Which lines below contain the string "side"? Pull out each of them and copy it in full.

---------- RECORDED INFORMATION ----------

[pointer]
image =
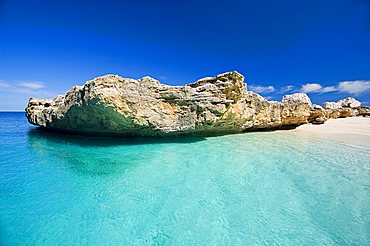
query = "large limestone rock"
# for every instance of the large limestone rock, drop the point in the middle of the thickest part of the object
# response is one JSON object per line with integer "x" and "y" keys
{"x": 215, "y": 105}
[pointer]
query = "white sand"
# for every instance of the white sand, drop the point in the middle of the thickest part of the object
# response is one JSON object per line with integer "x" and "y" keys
{"x": 353, "y": 130}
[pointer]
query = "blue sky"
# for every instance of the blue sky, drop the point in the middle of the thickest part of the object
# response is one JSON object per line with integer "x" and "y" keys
{"x": 319, "y": 47}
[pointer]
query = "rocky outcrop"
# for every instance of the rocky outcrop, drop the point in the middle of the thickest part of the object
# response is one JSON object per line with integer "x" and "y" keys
{"x": 215, "y": 105}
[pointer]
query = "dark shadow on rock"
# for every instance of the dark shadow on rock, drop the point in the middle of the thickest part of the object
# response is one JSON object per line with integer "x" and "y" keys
{"x": 90, "y": 140}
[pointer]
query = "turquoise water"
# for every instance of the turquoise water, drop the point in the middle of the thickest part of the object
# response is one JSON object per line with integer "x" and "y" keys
{"x": 268, "y": 188}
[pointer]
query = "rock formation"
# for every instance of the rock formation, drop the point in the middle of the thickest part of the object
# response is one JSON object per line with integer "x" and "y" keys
{"x": 214, "y": 105}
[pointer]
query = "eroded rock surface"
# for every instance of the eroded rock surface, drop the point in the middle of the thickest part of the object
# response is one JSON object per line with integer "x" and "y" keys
{"x": 215, "y": 105}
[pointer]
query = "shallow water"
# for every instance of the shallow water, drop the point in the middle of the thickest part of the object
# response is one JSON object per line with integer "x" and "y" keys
{"x": 268, "y": 188}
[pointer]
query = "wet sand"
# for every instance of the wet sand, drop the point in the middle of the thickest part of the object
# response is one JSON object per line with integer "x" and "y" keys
{"x": 352, "y": 130}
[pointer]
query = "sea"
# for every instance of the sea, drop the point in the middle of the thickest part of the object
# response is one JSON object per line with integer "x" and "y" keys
{"x": 260, "y": 188}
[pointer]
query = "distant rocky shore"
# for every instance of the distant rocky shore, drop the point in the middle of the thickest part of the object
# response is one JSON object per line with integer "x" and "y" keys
{"x": 112, "y": 105}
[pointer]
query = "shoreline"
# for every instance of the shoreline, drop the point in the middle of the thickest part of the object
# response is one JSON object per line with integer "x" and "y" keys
{"x": 350, "y": 130}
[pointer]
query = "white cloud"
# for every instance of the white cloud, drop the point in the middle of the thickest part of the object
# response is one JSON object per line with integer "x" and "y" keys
{"x": 261, "y": 89}
{"x": 354, "y": 87}
{"x": 329, "y": 89}
{"x": 32, "y": 85}
{"x": 288, "y": 88}
{"x": 4, "y": 84}
{"x": 307, "y": 88}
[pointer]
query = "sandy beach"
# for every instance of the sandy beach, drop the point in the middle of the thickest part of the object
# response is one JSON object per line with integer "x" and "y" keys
{"x": 352, "y": 130}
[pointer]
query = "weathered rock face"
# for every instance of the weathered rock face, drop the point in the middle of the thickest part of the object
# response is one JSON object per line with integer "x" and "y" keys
{"x": 216, "y": 105}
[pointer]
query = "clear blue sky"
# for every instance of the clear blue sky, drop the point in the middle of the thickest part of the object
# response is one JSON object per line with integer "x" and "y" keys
{"x": 318, "y": 46}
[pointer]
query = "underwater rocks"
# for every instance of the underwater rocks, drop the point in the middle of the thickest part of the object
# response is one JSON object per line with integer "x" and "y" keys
{"x": 112, "y": 105}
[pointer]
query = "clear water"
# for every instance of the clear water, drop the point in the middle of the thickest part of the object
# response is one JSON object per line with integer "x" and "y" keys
{"x": 270, "y": 188}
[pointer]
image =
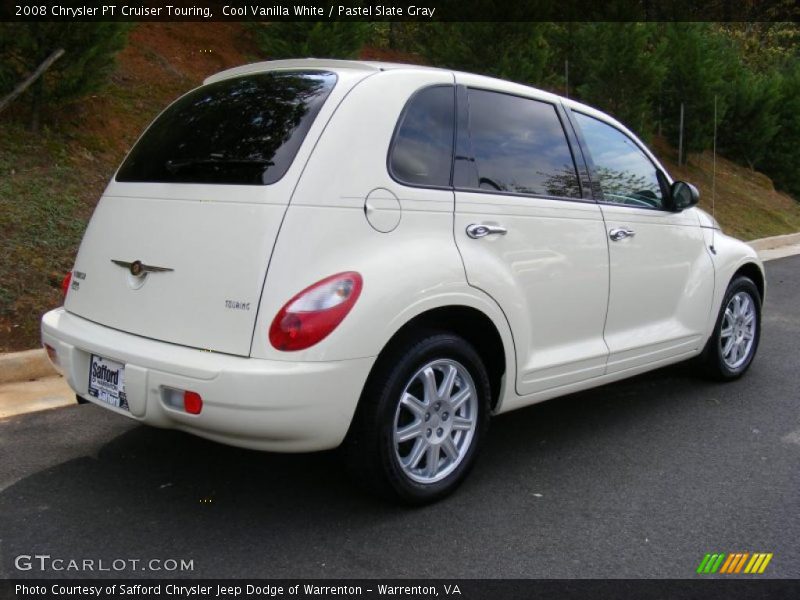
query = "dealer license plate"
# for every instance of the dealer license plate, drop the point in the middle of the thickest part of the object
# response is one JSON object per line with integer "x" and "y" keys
{"x": 107, "y": 381}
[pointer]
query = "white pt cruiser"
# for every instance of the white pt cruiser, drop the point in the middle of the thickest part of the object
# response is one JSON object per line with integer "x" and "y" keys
{"x": 304, "y": 254}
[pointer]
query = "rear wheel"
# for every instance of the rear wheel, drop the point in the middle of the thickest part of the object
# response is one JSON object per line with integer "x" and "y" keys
{"x": 733, "y": 344}
{"x": 421, "y": 419}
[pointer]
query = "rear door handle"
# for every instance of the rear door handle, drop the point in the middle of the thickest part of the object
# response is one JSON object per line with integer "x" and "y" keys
{"x": 620, "y": 233}
{"x": 476, "y": 230}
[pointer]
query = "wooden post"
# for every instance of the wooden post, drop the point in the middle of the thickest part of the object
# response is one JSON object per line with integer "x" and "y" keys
{"x": 680, "y": 139}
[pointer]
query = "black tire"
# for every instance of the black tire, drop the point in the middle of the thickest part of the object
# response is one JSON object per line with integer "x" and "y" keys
{"x": 713, "y": 360}
{"x": 373, "y": 459}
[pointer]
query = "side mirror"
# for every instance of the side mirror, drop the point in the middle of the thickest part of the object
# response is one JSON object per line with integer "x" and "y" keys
{"x": 684, "y": 195}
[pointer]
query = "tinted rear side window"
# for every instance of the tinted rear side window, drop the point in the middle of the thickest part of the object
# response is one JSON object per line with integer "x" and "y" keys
{"x": 422, "y": 150}
{"x": 626, "y": 175}
{"x": 245, "y": 131}
{"x": 520, "y": 146}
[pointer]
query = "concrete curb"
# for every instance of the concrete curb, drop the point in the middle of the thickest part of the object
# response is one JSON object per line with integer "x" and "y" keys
{"x": 25, "y": 366}
{"x": 34, "y": 364}
{"x": 777, "y": 241}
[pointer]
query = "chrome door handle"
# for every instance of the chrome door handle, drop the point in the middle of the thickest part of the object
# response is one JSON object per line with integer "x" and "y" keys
{"x": 476, "y": 231}
{"x": 620, "y": 233}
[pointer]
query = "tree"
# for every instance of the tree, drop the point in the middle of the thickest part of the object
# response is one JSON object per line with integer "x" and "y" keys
{"x": 700, "y": 62}
{"x": 782, "y": 158}
{"x": 515, "y": 51}
{"x": 88, "y": 60}
{"x": 299, "y": 39}
{"x": 618, "y": 67}
{"x": 751, "y": 118}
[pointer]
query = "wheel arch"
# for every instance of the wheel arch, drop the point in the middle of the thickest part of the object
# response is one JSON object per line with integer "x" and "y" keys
{"x": 752, "y": 271}
{"x": 468, "y": 322}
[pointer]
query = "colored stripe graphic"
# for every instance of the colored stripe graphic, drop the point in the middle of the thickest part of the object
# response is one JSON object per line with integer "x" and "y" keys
{"x": 734, "y": 562}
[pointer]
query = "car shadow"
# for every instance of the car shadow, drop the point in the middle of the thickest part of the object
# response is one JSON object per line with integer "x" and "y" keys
{"x": 157, "y": 491}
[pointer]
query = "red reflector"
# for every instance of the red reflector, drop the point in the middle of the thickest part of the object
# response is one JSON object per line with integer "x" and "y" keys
{"x": 65, "y": 284}
{"x": 192, "y": 403}
{"x": 51, "y": 352}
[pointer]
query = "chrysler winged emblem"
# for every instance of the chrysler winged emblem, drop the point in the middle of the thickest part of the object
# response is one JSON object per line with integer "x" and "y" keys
{"x": 138, "y": 268}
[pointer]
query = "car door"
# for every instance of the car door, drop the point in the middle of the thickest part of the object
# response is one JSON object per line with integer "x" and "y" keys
{"x": 528, "y": 236}
{"x": 662, "y": 278}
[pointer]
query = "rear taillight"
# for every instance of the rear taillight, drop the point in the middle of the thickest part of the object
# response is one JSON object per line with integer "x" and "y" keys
{"x": 65, "y": 284}
{"x": 314, "y": 313}
{"x": 192, "y": 403}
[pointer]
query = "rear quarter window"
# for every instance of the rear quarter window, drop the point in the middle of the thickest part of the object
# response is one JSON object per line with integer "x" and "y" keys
{"x": 245, "y": 130}
{"x": 422, "y": 150}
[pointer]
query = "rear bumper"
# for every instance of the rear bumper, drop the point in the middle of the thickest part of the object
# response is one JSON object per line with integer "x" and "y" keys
{"x": 272, "y": 405}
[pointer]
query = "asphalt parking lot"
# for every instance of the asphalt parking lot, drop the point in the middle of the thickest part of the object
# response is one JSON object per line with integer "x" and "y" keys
{"x": 637, "y": 479}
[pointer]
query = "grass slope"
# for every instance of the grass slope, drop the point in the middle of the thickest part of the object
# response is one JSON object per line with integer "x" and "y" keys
{"x": 49, "y": 184}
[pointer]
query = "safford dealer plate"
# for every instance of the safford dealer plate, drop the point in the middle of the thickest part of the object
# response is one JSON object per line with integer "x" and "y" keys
{"x": 107, "y": 382}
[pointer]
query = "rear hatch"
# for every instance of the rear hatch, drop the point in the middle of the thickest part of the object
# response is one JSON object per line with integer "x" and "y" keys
{"x": 178, "y": 247}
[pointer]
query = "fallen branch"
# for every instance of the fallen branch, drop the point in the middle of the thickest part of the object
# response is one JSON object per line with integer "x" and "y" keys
{"x": 48, "y": 62}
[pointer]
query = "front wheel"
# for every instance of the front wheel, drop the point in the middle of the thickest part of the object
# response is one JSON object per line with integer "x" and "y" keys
{"x": 421, "y": 419}
{"x": 733, "y": 344}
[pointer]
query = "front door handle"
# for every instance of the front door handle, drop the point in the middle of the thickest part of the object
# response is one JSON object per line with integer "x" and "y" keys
{"x": 620, "y": 233}
{"x": 476, "y": 230}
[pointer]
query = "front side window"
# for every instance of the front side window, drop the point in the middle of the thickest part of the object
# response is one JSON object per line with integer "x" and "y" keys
{"x": 520, "y": 146}
{"x": 625, "y": 173}
{"x": 245, "y": 130}
{"x": 422, "y": 149}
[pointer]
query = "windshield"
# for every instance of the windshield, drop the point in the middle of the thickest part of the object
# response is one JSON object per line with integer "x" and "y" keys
{"x": 244, "y": 130}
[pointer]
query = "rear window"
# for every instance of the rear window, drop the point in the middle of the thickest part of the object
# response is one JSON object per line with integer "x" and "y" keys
{"x": 245, "y": 131}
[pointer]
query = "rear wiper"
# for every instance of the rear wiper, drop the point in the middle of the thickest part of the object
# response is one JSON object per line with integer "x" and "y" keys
{"x": 173, "y": 166}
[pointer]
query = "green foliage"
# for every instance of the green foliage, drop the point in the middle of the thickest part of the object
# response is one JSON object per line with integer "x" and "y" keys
{"x": 618, "y": 67}
{"x": 751, "y": 118}
{"x": 782, "y": 157}
{"x": 88, "y": 60}
{"x": 699, "y": 66}
{"x": 301, "y": 39}
{"x": 515, "y": 51}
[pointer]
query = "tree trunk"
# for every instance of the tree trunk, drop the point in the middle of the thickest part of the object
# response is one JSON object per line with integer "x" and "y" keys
{"x": 31, "y": 79}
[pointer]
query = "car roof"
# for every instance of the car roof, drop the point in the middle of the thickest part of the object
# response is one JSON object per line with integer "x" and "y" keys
{"x": 314, "y": 63}
{"x": 377, "y": 66}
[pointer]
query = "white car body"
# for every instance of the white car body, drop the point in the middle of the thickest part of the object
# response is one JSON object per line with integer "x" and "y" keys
{"x": 569, "y": 308}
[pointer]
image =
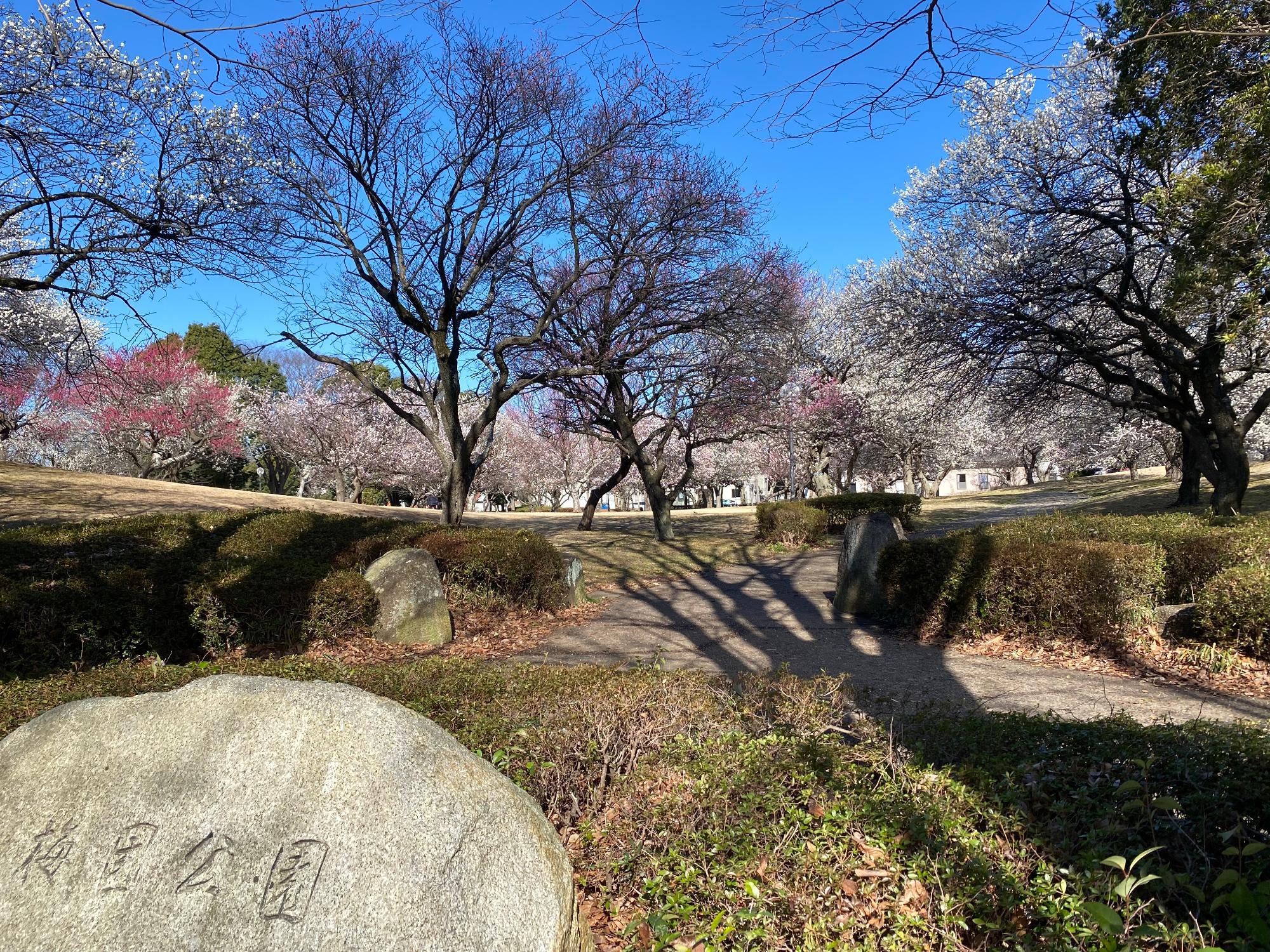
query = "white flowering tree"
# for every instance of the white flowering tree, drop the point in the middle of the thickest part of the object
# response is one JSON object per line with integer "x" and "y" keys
{"x": 115, "y": 173}
{"x": 333, "y": 433}
{"x": 1033, "y": 249}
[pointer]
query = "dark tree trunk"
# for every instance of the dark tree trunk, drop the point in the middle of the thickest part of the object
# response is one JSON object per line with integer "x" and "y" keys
{"x": 599, "y": 493}
{"x": 277, "y": 472}
{"x": 454, "y": 493}
{"x": 661, "y": 506}
{"x": 658, "y": 501}
{"x": 1233, "y": 478}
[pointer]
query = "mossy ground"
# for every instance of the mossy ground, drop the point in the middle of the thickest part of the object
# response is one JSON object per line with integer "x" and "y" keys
{"x": 704, "y": 814}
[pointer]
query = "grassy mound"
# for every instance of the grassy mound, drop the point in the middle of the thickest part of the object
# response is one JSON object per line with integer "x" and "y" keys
{"x": 702, "y": 814}
{"x": 182, "y": 585}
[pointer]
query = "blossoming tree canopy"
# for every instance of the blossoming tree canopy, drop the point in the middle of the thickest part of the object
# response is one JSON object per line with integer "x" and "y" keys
{"x": 115, "y": 173}
{"x": 154, "y": 412}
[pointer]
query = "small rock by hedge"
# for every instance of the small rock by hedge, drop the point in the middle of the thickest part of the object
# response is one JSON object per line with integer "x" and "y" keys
{"x": 182, "y": 585}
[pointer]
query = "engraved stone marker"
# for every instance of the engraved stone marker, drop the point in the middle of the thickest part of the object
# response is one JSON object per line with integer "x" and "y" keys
{"x": 863, "y": 541}
{"x": 575, "y": 585}
{"x": 270, "y": 816}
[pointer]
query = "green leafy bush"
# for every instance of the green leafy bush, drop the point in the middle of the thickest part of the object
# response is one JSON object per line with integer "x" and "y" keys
{"x": 792, "y": 524}
{"x": 846, "y": 507}
{"x": 704, "y": 814}
{"x": 1196, "y": 548}
{"x": 975, "y": 583}
{"x": 1234, "y": 610}
{"x": 180, "y": 586}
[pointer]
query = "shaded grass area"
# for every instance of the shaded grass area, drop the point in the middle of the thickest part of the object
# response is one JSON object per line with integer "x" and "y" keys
{"x": 622, "y": 550}
{"x": 758, "y": 816}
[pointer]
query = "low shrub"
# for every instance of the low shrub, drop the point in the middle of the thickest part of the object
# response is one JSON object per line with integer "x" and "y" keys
{"x": 1234, "y": 610}
{"x": 703, "y": 814}
{"x": 973, "y": 583}
{"x": 846, "y": 507}
{"x": 792, "y": 524}
{"x": 181, "y": 586}
{"x": 500, "y": 567}
{"x": 1196, "y": 548}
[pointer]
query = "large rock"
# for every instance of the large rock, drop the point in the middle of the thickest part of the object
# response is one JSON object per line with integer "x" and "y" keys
{"x": 270, "y": 816}
{"x": 413, "y": 609}
{"x": 863, "y": 541}
{"x": 575, "y": 585}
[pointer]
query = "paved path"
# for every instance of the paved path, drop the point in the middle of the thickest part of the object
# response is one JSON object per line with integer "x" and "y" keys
{"x": 756, "y": 618}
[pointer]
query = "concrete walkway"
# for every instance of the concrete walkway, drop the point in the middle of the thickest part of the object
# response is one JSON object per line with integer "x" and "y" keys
{"x": 758, "y": 618}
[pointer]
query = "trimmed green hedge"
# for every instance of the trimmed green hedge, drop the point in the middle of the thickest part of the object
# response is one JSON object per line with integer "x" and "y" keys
{"x": 1196, "y": 548}
{"x": 180, "y": 586}
{"x": 1088, "y": 577}
{"x": 846, "y": 507}
{"x": 1234, "y": 609}
{"x": 972, "y": 583}
{"x": 792, "y": 524}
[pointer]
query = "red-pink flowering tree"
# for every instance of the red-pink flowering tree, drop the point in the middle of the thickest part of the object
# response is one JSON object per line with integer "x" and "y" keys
{"x": 153, "y": 412}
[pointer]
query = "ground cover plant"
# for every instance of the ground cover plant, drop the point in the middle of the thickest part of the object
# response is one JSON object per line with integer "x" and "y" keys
{"x": 181, "y": 586}
{"x": 704, "y": 814}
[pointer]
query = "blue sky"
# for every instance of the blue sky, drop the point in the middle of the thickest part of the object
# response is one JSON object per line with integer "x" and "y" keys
{"x": 829, "y": 197}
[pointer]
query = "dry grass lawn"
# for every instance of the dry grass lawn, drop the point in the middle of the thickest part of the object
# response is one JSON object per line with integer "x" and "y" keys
{"x": 1116, "y": 494}
{"x": 620, "y": 550}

----------

-- TASK OUTPUT --
query = "side mirror"
# for every instance of the side mirror, drop the point in the middle of the thickest part of the object
query = "tinted rear side window"
# for every instance of the tinted rear side window, drop the point in the middle of the thickest part of the object
query = "front side window"
# for every instance of the front side window, drop the point in the middle of the thickest part of the object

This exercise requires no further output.